--- DIRECTIONS ---
[A] Could you print the calculator tutorial from "Implementation of calculator" up to and including "operator push it onto stack.", word for word?
[B] Which lines of the records contain the string "shelf"? Return every one of them in full.

Observations from the layout code

  • All the number buttons( 0 - 9 ) are associated with click handler NumberPressed().
  • All the operand buttons( +, -, *, / ) are associated with click handler OperatorPressed().
  • The "=" button is associated with click handler EqualPressed().
  • The "C" button is associated with click handler ClearPressed().
  • The "mic" button is associated with click handler RecordClicked().


Basic Calculator Code

In the solution explorer find MainPage.xaml.cs file, and open it by double clicking. This file contains the c# code for your application. Hence unless we create a new class, all our implementation code will be written in this file only.

Implementation of calculator functions are based on stack.

  • When user inputs a number push it onto stack.
  • When user inputs an operator push it onto stack.
  • When user inputs = pop top three items from the stack and perform operation.

Following is the implementation for push, Pop and PerformOperation methods for the stack.

//List of strings to hold items
private List<string> myStack = new List<String>();
 
//Boolean to check if user is in middle of typing a number
private bool isInMiddleOfTyping = false;
 
//Push Method
private void Push(string myValue)
{
//Make null check before pushing operand
if (myValue != null)
{
myStack.Add(myValue);
}
}
 
//Pop method
private String Pop()
{
string value = null;
//Make sure stack is not empty before popping an item
if (myStack.Count > 0)
{
value = myStack.ElementAt(0);
myStack.RemoveAt(0);
}
return value;
}
 
//Perform operation method
private string PerformOperation()
{
float result = 0;
int firstOperand = 0;
int secondOperand = 0;
string myOperator = null;
string topOfStack = pop();
if (topOfStack != null && int.TryParse(topOfStack, out firstOperand))
{
topOfStack = pop();
if (topOfStack != null)
{
myOperator = topOfStack;
topOfStack = pop();
if (topOfStack != null && int.TryParse(topOfStack, out secondOperand))
{
if (myOperator.Equals("+"))
{
result = firstOperand + secondOperand;
}
else if (myOperator.Equals("-"))
{
result = firstOperand - secondOperand;
}
else if (myOperator.Equals("*"))
{
result = firstOperand * secondOperand;
}
else if (myOperator.Equals("/"))
{
if (secondOperand == 0)
result = 0;
else
result = (float)firstOperand / (float)secondOperand;
}
else
{
ClearStack();
}
}
else
{
ClearStack();
}
}
else
{
ClearStack();
}
}
else
{
ClearStack();
}
return result.ToString();
}
 
//ClearStack Method
private void ClearStack()
{
myStack.Clear();
resultTextBox.Text = "0";
isInMiddleOfTyping = false;
}

We have four click handlers

  • For number buttons ( 0 - 9 )
private void NumberPressed(object sender, RoutedEventArgs e)
{
//Cast the sender to button type
Button myButton = (Button)sender;
//get number displayed on the button
String pressedValue = myButton.Content.ToString();
 
//if user was in middle of typing the number keep appending to the typed number else replace the default "0" with pressed number on display text box
if (isInMiddleOfTyping)
{
resultTextBox.Text = resultTextBox.Text + pressedValue;
}
else
{
resultTextBox.Text = pressedValue;
}
isInMiddleOfTyping = true;
}
  • For operation buttons ( +, -, *, / )
private void OperatorPressed(object sender, RoutedEventArgs e)

--- DATA SHOWN ---
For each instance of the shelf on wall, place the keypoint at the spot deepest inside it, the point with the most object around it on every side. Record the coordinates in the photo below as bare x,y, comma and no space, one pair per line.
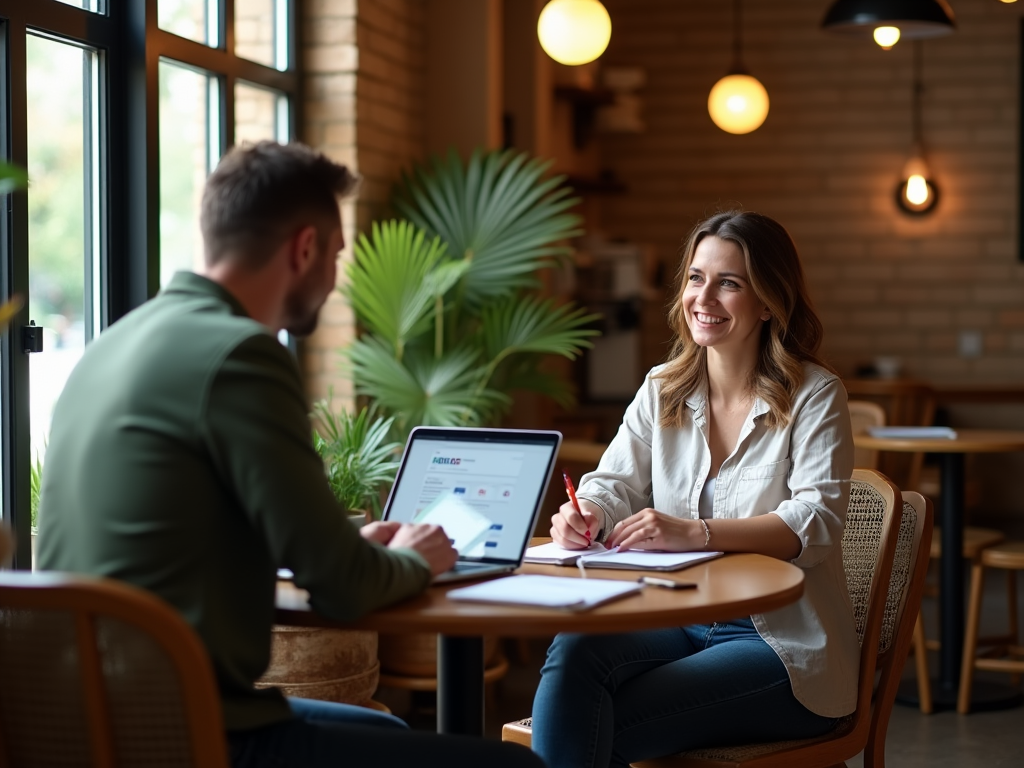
585,102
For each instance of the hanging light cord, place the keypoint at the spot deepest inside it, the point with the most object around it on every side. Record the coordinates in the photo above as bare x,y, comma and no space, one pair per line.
918,92
737,47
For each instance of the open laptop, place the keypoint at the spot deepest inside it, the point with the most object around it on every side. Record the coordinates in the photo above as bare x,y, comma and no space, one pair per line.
483,486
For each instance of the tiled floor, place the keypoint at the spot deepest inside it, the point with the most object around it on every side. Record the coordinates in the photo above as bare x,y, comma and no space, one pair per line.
946,739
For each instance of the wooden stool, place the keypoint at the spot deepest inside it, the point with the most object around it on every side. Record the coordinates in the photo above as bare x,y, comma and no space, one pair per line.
975,542
1010,557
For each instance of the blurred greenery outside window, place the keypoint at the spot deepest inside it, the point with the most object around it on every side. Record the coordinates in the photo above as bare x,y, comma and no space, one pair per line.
83,258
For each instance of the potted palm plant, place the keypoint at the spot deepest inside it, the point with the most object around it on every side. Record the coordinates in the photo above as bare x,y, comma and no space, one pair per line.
339,665
448,299
357,459
452,316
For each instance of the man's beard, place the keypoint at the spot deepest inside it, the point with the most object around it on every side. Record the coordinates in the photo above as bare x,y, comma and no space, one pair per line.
303,304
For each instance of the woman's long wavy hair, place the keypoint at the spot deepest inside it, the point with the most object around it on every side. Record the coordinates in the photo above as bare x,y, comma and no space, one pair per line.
790,338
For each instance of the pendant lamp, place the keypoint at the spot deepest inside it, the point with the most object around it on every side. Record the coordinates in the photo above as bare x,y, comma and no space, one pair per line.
737,102
573,32
916,194
890,20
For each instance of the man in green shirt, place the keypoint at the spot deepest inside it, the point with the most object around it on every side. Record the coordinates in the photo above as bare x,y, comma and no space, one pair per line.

--- SOLUTIONS IN ORDER ---
[A]
Implementation of calculator functions are based on stack.

  • When user inputs a number push it onto stack.
  • When user inputs an operator push it onto stack.

[B]
For each instance of the shelf on wall, place the keypoint at the spot deepest inside it, the point with the most object around it on every side. Record the coordinates in the photo below as bare x,y, comma and no space, one pair per line.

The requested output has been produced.